What you need to do: Please copy every one of the rows below word for word, leaving out the pictures.

(Recorded data)
»»
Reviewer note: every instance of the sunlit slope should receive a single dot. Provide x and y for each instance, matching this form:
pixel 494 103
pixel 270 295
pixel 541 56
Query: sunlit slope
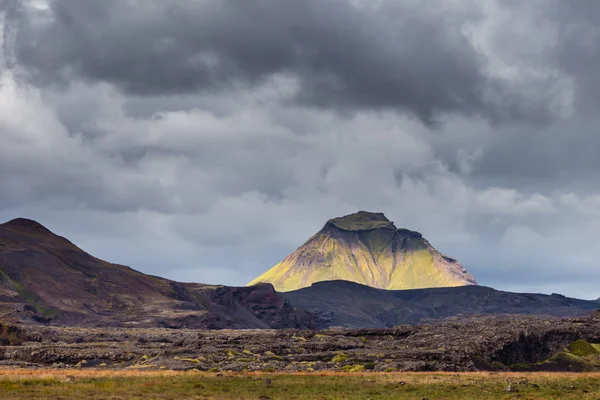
pixel 366 248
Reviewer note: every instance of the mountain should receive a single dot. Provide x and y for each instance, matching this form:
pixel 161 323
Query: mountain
pixel 366 248
pixel 46 278
pixel 348 304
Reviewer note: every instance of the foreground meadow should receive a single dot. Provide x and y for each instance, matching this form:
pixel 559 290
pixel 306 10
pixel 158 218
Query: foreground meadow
pixel 132 384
««
Exercise result:
Reviewer note: every instance of the sunlit slope should receive a single dot. Provide x and y for each instance, matching this form:
pixel 494 103
pixel 270 295
pixel 541 56
Query: sunlit slope
pixel 366 248
Reviewer note: every instance of the mountain should receive a single dot. Provide x and y for each instance, matching this form:
pixel 161 323
Query: mountain
pixel 366 248
pixel 46 278
pixel 348 304
Reviewer note: every instance of the foreground meadow should receive a single dot. Provide x and y for each instance, matching this form:
pixel 559 290
pixel 306 10
pixel 158 218
Query: foreground meadow
pixel 132 384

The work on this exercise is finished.